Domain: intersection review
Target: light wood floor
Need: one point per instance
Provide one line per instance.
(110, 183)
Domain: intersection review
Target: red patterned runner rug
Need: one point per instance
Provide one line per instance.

━━━━━━━━━━

◆ Your task ◆
Write out exactly each line of the entries, starting at the one containing "Target: red patterned runner rug" and finishing with the last line.

◆ Response to this task ◆
Target: red patterned runner rug
Need: one point per instance
Provide one line per instance.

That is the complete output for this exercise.